---------- Text extract

Electoral accountability requires what Mayhew (1974) famously called the electoral connection: what links politicians to voters is their desire for reelection and their ability to secure it by performing well in office. Though political parties play a fundamental role in maintaining that connection, ensuring support for incumbents through partisan loyalty and incentivizing good performance, scholars know little about the impact on the electoral connection when party systems collapse.
Through a sub-national study of Peruvian mayoral politics, I show that where parties are weak, the electoral connection becomes vulnerable to breakdown unless institutions of governmental oversight are sufficiently strong. Using an original survey, conjoint experiment, qualitative interviews and analysis of electoral, administrative and census data, I document a set of empirical findings that suggest an electoral dis-connection in Peruvian politics: an incumbency disadvantage; voter rejection of the premise of re-election itself; and a preference for challengers even over incumbents who perform well.

--------------------

=== Short task 1 ===
Please repeat the part of the passage on the electoral connection that opens with the words containing "Through a sub-national" and closes with "who perform well.".
=== Short task 2 ===
Translate this sentence from the passage on the electoral connection into Spanish: "Through a sub-national study of Peruvian mayoral politics, I show that where parties are weak, the electoral connection becomes vulnerable to breakdown unless institutions of governmental oversight are sufficiently strong."

---------- Recorded data

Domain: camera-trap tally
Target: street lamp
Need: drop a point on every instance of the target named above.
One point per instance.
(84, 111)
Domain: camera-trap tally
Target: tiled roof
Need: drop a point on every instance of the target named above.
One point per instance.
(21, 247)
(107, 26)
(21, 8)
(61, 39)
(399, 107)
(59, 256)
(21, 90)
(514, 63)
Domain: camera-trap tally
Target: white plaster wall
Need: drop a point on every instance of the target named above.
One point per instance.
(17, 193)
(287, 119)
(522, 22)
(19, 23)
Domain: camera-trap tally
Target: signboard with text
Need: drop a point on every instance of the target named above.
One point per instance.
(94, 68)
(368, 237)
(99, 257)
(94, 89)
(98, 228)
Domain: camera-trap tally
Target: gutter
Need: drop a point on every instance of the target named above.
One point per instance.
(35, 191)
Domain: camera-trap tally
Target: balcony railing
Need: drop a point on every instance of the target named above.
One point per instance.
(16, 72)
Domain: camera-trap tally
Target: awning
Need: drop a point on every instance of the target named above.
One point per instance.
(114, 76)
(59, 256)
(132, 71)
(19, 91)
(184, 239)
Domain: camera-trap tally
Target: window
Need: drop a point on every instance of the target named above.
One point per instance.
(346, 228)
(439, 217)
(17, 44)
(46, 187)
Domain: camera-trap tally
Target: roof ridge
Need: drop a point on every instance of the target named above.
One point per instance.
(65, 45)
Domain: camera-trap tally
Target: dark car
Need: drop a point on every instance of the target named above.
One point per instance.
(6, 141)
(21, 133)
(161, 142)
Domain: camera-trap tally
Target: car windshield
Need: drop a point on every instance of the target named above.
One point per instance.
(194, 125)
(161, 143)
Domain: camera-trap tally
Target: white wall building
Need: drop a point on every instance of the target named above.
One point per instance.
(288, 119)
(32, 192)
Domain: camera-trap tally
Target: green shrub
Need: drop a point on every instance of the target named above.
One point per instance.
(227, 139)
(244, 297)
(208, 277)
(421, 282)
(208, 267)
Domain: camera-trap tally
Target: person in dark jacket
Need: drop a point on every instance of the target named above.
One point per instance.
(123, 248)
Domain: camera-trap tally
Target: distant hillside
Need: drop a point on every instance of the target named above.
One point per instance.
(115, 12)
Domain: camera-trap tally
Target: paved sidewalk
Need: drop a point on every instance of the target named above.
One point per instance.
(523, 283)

--------------------
---------- Recorded data

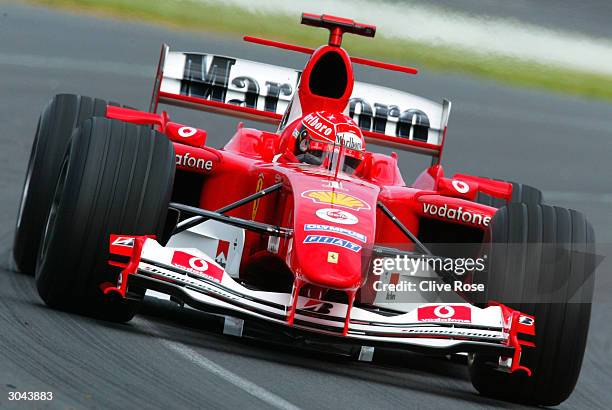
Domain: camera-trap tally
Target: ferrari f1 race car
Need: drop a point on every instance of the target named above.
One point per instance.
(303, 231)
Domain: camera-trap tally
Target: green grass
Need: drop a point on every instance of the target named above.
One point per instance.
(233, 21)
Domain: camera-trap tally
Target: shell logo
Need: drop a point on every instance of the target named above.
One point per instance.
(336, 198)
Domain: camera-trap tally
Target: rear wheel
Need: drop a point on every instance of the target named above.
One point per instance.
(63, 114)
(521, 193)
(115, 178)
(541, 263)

--------------------
---------- Recorded data

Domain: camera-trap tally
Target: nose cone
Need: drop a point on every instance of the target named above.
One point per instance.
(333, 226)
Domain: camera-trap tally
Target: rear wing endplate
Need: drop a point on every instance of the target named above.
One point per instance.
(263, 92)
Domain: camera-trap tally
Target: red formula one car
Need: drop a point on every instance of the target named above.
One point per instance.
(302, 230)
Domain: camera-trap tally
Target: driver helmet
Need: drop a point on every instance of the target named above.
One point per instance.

--------------------

=== Task result 1 ===
Through a sub-national study of Peruvian mayoral politics, I show that where parties are weak, the electoral connection becomes vulnerable to breakdown unless institutions of governmental oversight are sufficiently strong. Using an original survey, conjoint experiment, qualitative interviews and analysis of electoral, administrative and census data, I document a set of empirical findings that suggest an electoral dis-connection in Peruvian politics: an incumbency disadvantage; voter rejection of the premise of re-election itself; and a preference for challengers even over incumbents who perform well.

=== Task result 2 ===
A través de un estudio subnacional de la política municipal peruana, muestro que, donde los partidos son débiles, la conexión electoral se vuelve vulnerable a la ruptura a menos que las instituciones de supervisión gubernamental sean lo suficientemente sólidas.